## Extrait du texte
"""
Avoir ça sous les yeux à longueur de journée c'est catastrophique !... Tu veux écœurer les acheteurs ? Ils ne mettront jamais ça chez eux, ou alors dans un petit coin, péniblement. Y'a pas que des obsédés comme toi sur la terre..."

- "Justement, c'est ça mon truc, c'est ma spécificité justement, pourquoi je devrais changer c'est pénible ces remarques à la fin ! ...
Et puis quoi, on n'aurait pas le droit ? Et pourquoi ? C'est pas mon problème si ça gène certains."

Ainsi va la conversation avec Anne depuis quelques années. Un bel échange, façon ping-pong où chacun reste sur ses positions et fait match nul.

Pourtant Anne Van der Linden est sans doute une des meilleures peintres expressionnistes de ces derniers temps.
"""
## Travail demandé
(1) D'après le texte sur Anne Van der Linden, pourquoi la conversation avec Anne finit-elle en match nul ? Répondez en une ou deux phrases.
(2) Résumez le texte sur Anne Van der Linden en deux phrases.
(3) Écrivez la suite du texte sur Anne Van der Linden à partir de sa dernière phrase.

## Contenu des données
"""
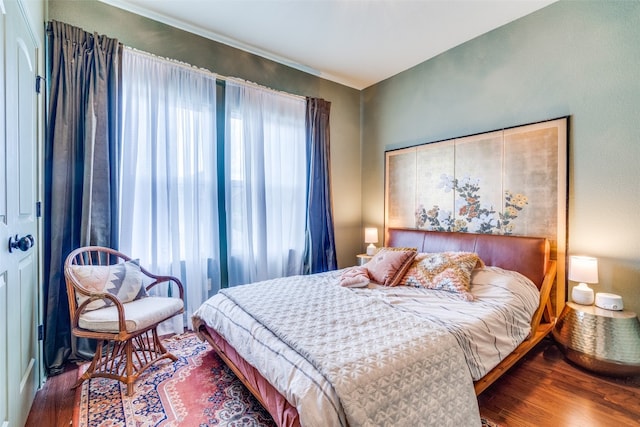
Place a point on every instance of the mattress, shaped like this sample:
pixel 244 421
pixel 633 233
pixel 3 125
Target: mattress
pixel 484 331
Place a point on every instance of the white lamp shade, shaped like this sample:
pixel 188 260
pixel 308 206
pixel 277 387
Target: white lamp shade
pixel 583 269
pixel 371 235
"""
"""
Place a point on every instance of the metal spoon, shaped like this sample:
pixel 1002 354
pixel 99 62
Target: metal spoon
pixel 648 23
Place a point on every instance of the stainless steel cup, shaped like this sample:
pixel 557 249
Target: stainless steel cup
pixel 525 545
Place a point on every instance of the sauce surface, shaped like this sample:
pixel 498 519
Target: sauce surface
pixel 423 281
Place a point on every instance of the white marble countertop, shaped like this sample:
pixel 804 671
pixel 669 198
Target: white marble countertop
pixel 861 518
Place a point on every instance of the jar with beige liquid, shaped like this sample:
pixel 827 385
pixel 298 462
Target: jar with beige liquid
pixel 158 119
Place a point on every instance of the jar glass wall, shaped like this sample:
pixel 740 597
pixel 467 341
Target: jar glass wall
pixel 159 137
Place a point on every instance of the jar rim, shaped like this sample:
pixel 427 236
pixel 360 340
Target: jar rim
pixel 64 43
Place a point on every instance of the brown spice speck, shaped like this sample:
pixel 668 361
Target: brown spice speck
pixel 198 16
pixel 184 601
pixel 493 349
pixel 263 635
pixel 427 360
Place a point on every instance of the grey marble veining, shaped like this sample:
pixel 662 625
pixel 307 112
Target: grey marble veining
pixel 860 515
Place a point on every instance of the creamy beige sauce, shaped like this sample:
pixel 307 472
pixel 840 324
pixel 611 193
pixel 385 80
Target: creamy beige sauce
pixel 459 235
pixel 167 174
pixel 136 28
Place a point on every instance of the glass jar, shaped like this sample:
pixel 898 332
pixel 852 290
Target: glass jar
"""
## Liste des réponses
(1) La conversation finit en match nul parce que c'est un échange façon ping-pong où chacun reste sur ses positions.

(2) On reproche à Anne que ses œuvres écœureront les acheteurs, qui ne les mettront jamais chez eux, mais elle y voit sa spécificité et refuse de changer. Cet échange se répète depuis quelques années sans que personne ne cède, alors qu'Anne Van der Linden est sans doute une des meilleures peintres expressionnistes de ces derniers temps.

(3)
(Oubliez George Grosz ou Otto Dix et autres, je parle d'un expressionnisme de maintenant). Je dis expressionnisme car tout : sujet, traité. touches, couleurs... vise à la force de l'expression, à rendre la présence de l'image obsédante et affirmée comme un panneau de cirque. D'ailleurs, faut-il que notre temps soit mou et que la race des marchands d'art - à la Kahnweiler ou même Castelli - soit éteinte ou vaincue, pour que cette personnalité rate et forte, reste encore après tant d'années et de publications, seule et livrée à elle-même ...
Comble de l'ironie, les grands peintres femmes sont rares

On en est donc là : une belle peintresse, forte. douée et tout ... Elle est connue bien sûr des Initiés et des vrais amateurs, c'est-à-dire une poignée de gens, mais pas moyen de sortir du ghetto des artistes dit sexuels ou trash ou pornos ou dieu sait quoi ...

Je ne vais pas baratiner des heures sur le sens de ses visions, sur ses compositions, sur sa manière même, vous pouvez voir et juger vous-mêmes, ressentir l'émotion ou le mystère.

Ce que l'on échafaude dans nos têtes c'est à peu près ça: le fatras fantasmatique de Anne est un peu le nôtre.

Même moi qui pense qu'un marquis dessiné façon fer forgé, ça peut être aussi neuf et révolutionnaire qu'une femme empalée sur une colonne métallique, j'ai l'honnêteté de reconnaître qu'il y a du vrai dans les images d'Anne, même si je n'arrête pas de la critiquer et de la provoquer.


Pourquoi je voudrais qu'elle mette moins
de bites et de boyaux ?...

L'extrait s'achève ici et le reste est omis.